# [Written exercise a]
Answer these questions from the reflection on the gift of presence.
(i) After which month did the writer give up the weight-loss resolution of past years?
(ii) Which hymn does the writer name as one of their favorite Advent hymns?
(iii) What is the writer now waiting for after undergoing tests?

-- START OF Text extract --

I soon realized that there was nothing I could say to take the pain away; nothing I could do to “fix” the situation; nothing I could do to bring a loved one back. I felt very helpless and inadequate.
But then people would be appreciative and often they would hug me to thank me for being there. They would say things like “it means so much that you are here.” This would puzzle me because I did not “do anything”, I was just there. And then I started to have a better understanding of the gift of presence; the gift of listening; the gift of holding someone when they cry… This gift comes into fuller fruition with the ability to be present to the moment.

Nowadays, I don’t mind silence so much; I don’t feel the need to “fix” things as I used to. I receive the emotions that people share with me with gratitude and hold their pain, and vulnerability and trust as a precious, fragile gift. I receive the emotions that others’ pain foster in me with awe because it means that God gave me a heart and the ability to care deeply. Being able to be present when people go through the tough moments in life is incredibly humbling.

I have been the recipient of the gift of presence recently as I am undergoing tests and am now waiting for the results. God is incredibly present throught people and the words of comfort they give, even when most don't know what a blessing they are.

I think about this gift of presence as we celebrated Advent and the Christmas season. I think about it as I look at this new year ahead of us. I believe there is a longing in all of us for this Presence which offers what the world cannot offer. We sang “O Come, O Come Emmanuel” (one of my favorite Advent hymns). There is a verse that we rarely sing which says, “O come, thou Key of David, come, and open wide our heavenly home. The captive from their prison free, and conquer death’s deep misery.”
This season, but also all year long, we must tell the world that this Presence who transforms, heals and sets people free from their man-made prison and from death is Jesus. We tell the folks we come in contact with through the way we live, through the way we love; through the way we give and through the way we die.



I am not sure where the tradition of making New Year’s resolutions comes from. In years past I used to make the resolution to loose weight (along with half the nation I am sure) and after February I soon gave that up. It will happen. It is happening but it is no longer a New Year’s resolution.
My resolution and prayer this year and every year to come is to become ever more present to people and be more open to the Presence, Jesus. He is the gift of Presence. The One we long for. Amen.

-- END OF Text extract --
-- START OF Extracted entries --

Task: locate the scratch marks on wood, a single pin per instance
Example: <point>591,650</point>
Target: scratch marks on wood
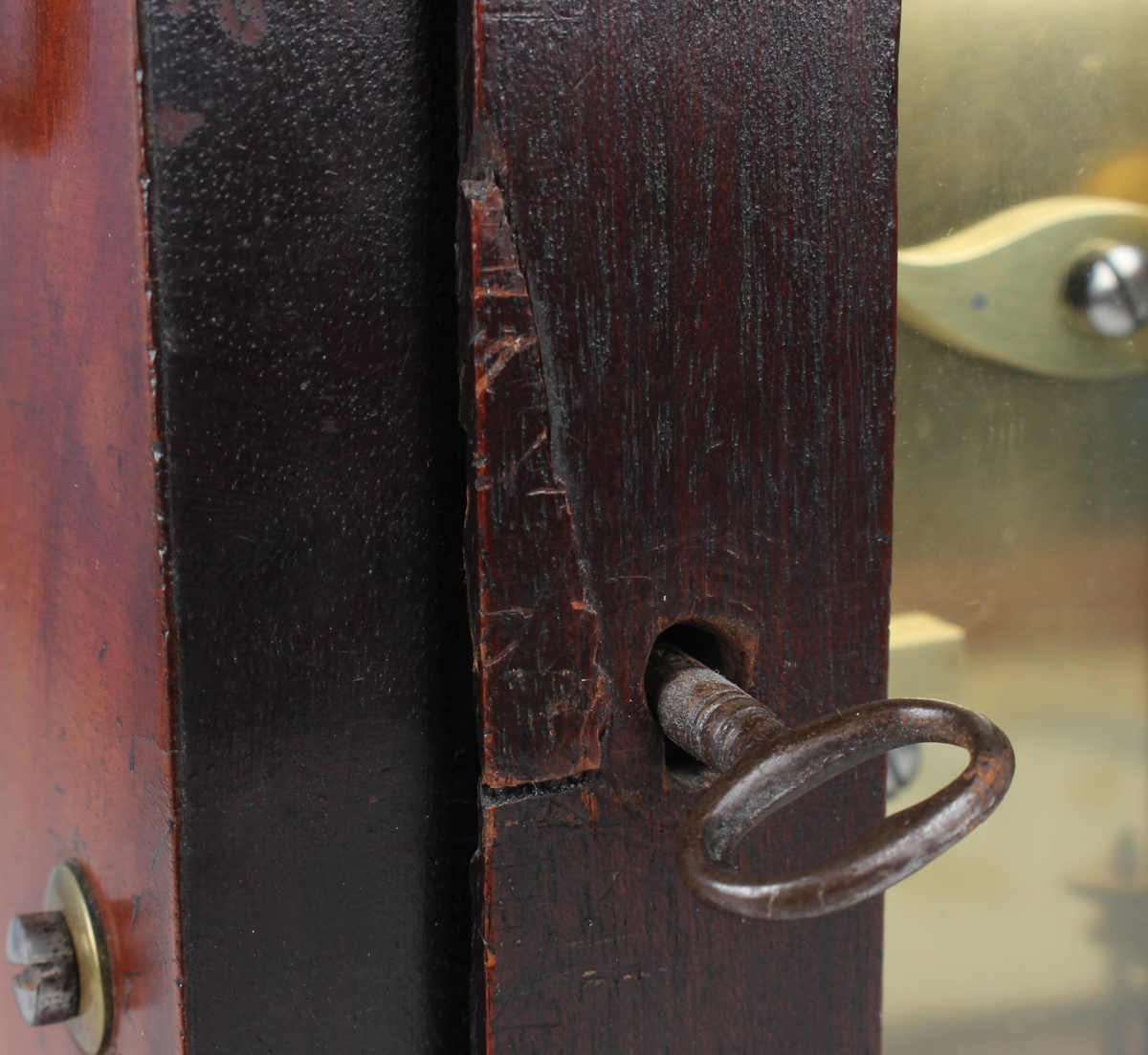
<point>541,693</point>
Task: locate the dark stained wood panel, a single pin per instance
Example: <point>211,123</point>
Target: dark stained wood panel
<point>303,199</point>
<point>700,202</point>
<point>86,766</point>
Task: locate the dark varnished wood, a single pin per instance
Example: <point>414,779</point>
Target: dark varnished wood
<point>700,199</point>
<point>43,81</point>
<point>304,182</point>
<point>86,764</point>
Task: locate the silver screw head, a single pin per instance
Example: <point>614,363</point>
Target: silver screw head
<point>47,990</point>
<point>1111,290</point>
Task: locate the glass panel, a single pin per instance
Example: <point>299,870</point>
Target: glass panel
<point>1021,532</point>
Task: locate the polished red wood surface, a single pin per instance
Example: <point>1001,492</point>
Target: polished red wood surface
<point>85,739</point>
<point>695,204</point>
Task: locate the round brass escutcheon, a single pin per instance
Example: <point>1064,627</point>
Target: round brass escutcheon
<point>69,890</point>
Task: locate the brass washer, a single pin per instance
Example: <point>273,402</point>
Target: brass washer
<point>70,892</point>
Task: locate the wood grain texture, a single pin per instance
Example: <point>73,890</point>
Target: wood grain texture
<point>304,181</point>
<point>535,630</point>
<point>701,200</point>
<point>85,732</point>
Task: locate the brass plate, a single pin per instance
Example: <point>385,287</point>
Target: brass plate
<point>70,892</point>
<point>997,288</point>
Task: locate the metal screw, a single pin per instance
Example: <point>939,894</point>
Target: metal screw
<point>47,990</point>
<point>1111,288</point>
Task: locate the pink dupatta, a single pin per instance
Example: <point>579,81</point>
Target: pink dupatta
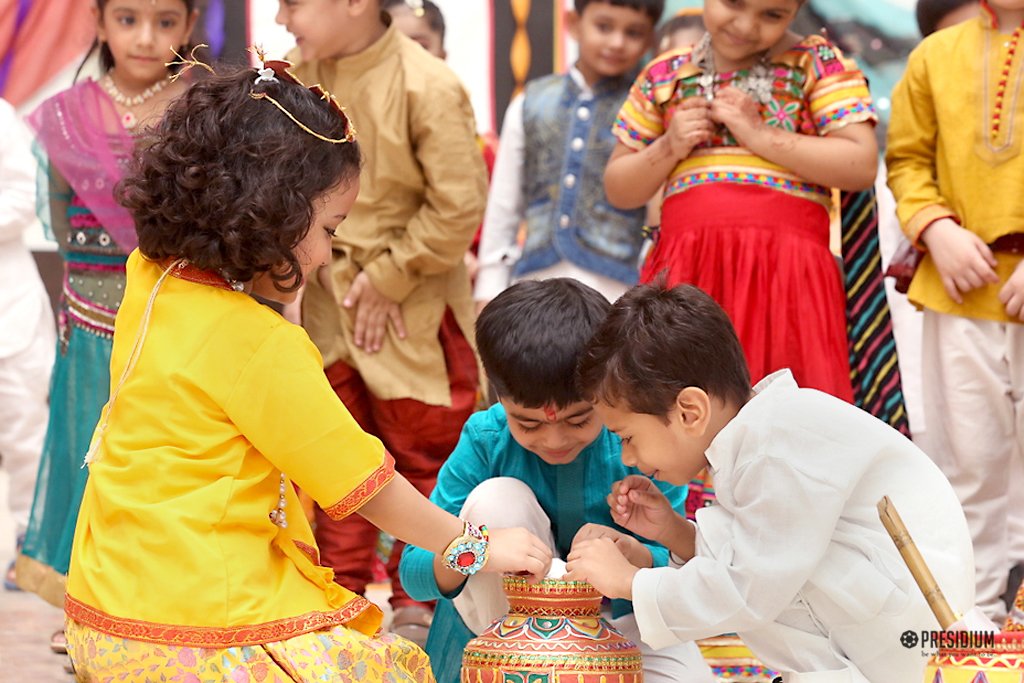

-- END OF Extracted entries --

# [Written exercise b]
From the records, extract the lines starting with the one that contains "Task: locate the dark stained" and ending after the one that contains "<point>997,288</point>", copying them without any change.

# [Exercise result a]
(i) February
(ii) "O Come, O Come Emmanuel"
(iii) The results

# [Exercise result b]
Task: locate the dark stained wood panel, a single pin per instance
Example: <point>211,123</point>
Target: dark stained wood panel
<point>303,199</point>
<point>700,202</point>
<point>86,766</point>
Task: locate the dark varnished wood, a single pin per instance
Example: <point>414,779</point>
Target: dark varnished wood
<point>700,199</point>
<point>43,81</point>
<point>304,182</point>
<point>86,764</point>
Task: locate the silver screw head, a single pin per instance
Example: <point>614,363</point>
Target: silver screw head
<point>47,990</point>
<point>1111,290</point>
Task: locate the glass panel, a single pin per instance
Example: <point>299,870</point>
Target: glass panel
<point>1021,532</point>
Task: locate the polished red wood surface, a single pin per instance
Example: <point>1001,492</point>
Target: polished red wood surface
<point>85,739</point>
<point>695,204</point>
Task: locate the round brass escutcheon, a single pin per instance
Example: <point>1064,627</point>
Target: round brass escutcheon
<point>69,890</point>
Task: locate the brass washer, a single pin per instance
Example: <point>273,402</point>
Target: brass washer
<point>70,892</point>
Task: locate the wood grain texture, a single pin per instance
Example: <point>73,890</point>
Target: wood grain texture
<point>304,181</point>
<point>535,630</point>
<point>701,200</point>
<point>85,732</point>
Task: locate the brass plate, a single pin per instance
Example: <point>385,287</point>
Target: brass plate
<point>70,892</point>
<point>997,288</point>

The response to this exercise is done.